#### INPUT ####

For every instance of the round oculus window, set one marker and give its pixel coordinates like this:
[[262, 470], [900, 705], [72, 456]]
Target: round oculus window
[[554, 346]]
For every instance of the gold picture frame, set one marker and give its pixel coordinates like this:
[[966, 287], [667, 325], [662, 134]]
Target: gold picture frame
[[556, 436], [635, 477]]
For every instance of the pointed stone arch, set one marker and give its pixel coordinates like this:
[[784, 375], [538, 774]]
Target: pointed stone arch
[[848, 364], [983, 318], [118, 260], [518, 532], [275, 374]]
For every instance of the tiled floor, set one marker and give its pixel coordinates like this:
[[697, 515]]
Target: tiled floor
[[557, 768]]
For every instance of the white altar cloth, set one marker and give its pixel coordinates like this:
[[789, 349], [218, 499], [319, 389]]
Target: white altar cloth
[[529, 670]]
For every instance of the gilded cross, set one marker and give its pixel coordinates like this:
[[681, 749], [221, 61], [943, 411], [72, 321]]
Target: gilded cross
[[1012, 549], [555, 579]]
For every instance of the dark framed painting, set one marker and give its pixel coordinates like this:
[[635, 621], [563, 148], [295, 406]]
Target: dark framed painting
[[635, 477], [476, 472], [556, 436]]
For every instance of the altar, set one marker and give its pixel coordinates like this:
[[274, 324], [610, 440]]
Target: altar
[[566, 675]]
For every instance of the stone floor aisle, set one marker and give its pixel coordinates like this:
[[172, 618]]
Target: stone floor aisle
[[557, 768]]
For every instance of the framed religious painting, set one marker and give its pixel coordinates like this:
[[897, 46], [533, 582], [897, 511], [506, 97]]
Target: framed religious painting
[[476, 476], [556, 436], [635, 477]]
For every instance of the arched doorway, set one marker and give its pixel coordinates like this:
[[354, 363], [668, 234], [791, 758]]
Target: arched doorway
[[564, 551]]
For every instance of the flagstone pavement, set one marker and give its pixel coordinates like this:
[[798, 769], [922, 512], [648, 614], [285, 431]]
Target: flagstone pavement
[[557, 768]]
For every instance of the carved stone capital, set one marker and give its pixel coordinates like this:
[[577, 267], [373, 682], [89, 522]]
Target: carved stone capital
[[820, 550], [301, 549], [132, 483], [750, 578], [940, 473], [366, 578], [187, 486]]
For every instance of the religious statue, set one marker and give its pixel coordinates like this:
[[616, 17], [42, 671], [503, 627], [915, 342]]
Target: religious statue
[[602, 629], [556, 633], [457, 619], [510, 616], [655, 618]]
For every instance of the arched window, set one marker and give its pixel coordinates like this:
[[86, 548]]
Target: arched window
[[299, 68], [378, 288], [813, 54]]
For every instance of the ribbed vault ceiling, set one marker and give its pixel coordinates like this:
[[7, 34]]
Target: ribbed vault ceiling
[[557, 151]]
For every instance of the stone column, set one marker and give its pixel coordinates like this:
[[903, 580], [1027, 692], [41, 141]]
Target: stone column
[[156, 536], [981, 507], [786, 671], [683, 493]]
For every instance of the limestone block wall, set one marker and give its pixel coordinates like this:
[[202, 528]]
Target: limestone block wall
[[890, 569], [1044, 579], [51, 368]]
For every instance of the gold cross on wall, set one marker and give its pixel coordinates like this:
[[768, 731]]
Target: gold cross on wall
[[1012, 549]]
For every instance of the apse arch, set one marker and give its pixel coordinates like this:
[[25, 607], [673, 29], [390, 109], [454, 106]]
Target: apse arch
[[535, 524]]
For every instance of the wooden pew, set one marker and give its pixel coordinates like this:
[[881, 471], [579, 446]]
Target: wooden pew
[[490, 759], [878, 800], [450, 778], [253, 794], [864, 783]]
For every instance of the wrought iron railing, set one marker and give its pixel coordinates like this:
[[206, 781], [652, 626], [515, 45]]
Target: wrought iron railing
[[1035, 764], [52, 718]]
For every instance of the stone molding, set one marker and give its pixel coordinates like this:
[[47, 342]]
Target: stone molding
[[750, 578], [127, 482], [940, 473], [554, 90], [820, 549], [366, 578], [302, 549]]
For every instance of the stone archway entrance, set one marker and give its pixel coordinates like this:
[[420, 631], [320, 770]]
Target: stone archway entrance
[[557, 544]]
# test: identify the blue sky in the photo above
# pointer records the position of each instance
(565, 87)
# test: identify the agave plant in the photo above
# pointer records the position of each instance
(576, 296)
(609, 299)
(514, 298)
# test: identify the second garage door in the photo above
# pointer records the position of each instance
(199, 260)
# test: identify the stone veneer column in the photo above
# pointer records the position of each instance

####
#### INPUT ####

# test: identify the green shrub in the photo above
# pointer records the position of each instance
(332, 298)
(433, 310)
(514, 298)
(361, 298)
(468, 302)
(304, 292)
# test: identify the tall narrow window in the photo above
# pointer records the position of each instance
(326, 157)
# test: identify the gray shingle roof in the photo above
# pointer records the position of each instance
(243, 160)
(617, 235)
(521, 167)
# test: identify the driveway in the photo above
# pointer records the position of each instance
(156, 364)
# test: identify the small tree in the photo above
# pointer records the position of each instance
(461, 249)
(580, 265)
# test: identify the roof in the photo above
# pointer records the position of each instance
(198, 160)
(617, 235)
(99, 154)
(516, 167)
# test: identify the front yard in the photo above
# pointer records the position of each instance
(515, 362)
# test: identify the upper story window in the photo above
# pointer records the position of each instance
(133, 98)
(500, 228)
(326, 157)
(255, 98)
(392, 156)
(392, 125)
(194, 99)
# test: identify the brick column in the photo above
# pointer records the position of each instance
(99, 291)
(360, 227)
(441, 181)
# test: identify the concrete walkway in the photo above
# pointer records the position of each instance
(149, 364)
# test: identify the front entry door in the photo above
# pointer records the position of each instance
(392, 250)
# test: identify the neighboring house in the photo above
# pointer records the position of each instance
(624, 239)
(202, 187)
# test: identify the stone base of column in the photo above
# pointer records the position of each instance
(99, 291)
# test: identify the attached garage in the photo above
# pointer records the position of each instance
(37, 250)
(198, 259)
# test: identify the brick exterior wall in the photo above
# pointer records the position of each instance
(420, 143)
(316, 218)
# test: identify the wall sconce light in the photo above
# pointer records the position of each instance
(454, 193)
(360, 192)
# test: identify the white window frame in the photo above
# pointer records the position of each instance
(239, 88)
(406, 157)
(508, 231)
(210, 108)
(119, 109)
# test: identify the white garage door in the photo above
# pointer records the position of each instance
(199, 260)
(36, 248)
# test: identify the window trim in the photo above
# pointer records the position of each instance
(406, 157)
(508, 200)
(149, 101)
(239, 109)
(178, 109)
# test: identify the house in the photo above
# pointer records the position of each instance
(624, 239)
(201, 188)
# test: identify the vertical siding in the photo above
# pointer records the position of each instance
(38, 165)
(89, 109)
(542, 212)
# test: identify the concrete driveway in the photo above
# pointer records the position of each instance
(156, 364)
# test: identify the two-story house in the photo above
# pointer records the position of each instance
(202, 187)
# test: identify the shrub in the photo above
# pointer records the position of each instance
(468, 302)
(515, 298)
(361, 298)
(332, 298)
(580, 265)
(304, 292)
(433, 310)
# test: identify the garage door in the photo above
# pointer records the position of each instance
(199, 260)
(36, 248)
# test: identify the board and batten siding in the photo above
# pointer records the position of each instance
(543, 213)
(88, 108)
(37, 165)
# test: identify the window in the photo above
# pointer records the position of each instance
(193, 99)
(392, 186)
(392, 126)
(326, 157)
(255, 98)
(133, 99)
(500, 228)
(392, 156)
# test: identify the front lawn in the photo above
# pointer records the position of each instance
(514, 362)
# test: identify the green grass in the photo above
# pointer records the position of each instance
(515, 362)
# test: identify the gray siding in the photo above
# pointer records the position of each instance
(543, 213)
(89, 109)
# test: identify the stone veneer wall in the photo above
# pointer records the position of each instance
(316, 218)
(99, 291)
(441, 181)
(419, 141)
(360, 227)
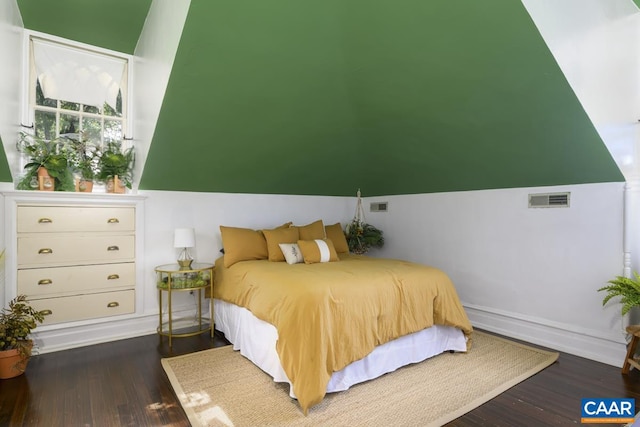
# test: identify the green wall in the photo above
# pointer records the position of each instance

####

Once you find the string "roof" in a line of the records, copy that line.

# test: identify the gray shingle roof in the photo above
# test: identify the roof in the photo above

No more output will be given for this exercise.